Excerpt to read:
++++++++++++++++++++

As if being a "racist" isn't enough, let's now turn to being "sexist": the Apostle Paul - consistent with the Law - ties the woman's salvation to that of the man in 1st Corinthians Chapter 11. She is brought under the Covenant by being with Covenant man in and under subjection unto him (1 Timothy 2:9-15) - first through her father, and then through her husband.
Scripture tells us something that would enrage any modern sociologist: the Head of Covenant man is Christ, and everybody else is under Covenant man. The faith of Abraham is both covenantal and patriarchal, and it is the same, consistent demand for the adherence to the Covenants and the patriarchy that brings clarity to these issues, which have become so difficult to accept in today's culture. Although the Bible is clear on the role and purpose of Covenant man, it is repulsive to our increasingly matriarchal views.
We find both consistency in how one is brought into the Covenant blessings through what the Apostle taught concerning the woman. Both the non-Adamic people living in the land - and the woman under Covenant man - are required to place themselves under the Law and the observances. Conversely, neither the non-Adamic people - or the woman - who do not live in the land are required to place themselves under the Law and the observances.

++++++++++++++++++++

Task requirements:
Reproduce the passage about Covenant man and the Law in full, word for word.

++++++++++++++++++++

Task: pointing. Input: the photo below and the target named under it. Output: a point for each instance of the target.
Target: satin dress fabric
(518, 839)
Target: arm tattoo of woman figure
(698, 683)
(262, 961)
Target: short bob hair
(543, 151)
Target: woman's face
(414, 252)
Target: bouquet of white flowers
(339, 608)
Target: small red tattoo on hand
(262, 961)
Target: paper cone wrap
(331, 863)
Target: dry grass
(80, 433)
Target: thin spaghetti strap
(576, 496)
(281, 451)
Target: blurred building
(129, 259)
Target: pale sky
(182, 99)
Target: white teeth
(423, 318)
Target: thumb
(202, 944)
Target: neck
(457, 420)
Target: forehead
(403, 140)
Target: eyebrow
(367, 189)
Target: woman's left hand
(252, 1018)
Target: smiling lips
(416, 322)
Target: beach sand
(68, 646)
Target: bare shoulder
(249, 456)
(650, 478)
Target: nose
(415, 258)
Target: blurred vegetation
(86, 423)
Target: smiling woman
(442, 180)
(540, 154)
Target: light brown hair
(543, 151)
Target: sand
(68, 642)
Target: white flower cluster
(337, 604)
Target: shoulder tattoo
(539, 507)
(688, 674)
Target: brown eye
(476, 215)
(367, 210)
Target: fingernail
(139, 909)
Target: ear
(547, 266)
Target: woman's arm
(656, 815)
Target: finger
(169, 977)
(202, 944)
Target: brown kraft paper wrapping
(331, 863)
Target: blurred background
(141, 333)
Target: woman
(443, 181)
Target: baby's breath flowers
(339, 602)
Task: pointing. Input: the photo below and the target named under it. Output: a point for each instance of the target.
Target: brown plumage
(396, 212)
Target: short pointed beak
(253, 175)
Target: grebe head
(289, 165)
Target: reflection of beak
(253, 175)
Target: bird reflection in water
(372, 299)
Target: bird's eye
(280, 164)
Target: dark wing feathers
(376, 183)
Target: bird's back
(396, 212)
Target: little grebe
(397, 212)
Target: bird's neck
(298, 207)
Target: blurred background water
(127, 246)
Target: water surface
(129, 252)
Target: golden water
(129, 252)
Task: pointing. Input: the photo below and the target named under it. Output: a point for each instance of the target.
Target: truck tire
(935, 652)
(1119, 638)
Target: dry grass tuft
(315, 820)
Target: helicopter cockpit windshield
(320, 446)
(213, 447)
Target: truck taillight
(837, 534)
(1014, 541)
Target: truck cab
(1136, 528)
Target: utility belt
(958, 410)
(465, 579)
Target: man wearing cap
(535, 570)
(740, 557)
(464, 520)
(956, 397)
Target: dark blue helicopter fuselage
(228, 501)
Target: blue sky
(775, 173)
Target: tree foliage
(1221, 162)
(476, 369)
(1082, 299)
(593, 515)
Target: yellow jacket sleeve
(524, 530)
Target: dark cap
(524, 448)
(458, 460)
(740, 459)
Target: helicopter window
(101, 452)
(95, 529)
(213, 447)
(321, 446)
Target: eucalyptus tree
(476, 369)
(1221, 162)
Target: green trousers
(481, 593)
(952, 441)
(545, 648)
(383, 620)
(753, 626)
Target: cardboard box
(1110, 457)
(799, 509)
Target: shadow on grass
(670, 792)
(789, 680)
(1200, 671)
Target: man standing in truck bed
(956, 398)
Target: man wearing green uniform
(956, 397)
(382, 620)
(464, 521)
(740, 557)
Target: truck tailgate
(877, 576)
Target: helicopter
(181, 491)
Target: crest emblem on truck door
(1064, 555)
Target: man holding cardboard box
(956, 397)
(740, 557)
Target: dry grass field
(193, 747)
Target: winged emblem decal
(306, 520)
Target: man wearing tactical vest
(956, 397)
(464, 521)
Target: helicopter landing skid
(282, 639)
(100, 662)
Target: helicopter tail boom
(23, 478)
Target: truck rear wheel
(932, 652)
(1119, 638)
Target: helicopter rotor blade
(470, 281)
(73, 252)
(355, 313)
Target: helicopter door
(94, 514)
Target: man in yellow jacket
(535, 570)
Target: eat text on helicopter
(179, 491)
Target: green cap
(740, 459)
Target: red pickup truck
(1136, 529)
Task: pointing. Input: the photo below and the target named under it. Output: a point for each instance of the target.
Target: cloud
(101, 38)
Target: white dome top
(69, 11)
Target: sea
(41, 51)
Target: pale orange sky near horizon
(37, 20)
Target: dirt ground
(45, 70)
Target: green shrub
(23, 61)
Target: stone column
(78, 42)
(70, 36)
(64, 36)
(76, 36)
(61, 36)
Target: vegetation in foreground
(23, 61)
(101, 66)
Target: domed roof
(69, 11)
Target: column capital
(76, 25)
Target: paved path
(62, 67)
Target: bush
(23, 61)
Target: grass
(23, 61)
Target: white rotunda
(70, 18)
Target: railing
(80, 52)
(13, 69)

++++++++++++++++++++

Response to the exercise:
As if being a "racist" isn't enough, let's now turn to being "sexist": the Apostle Paul - consistent with the Law - ties the woman's salvation to that of the man in 1st Corinthians Chapter 11. She is brought under the Covenant by being with Covenant man in and under subjection unto him (1 Timothy 2:9-15) - first through her father, and then through her husband.
Scripture tells us something that would enrage any modern sociologist: the Head of Covenant man is Christ, and everybody else is under Covenant man. The faith of Abraham is both covenantal and patriarchal, and it is the same, consistent demand for the adherence to the Covenants and the patriarchy that brings clarity to these issues, which have become so difficult to accept in today's culture. Although the Bible is clear on the role and purpose of Covenant man, it is repulsive to our increasingly matriarchal views.
We find both consistency in how one is brought into the Covenant blessings through what the Apostle taught concerning the woman. Both the non-Adamic people living in the land - and the woman under Covenant man - are required to place themselves under the Law and the observances. Conversely, neither the non-Adamic people - or the woman - who do not live in the land are required to place themselves under the Law and the observances.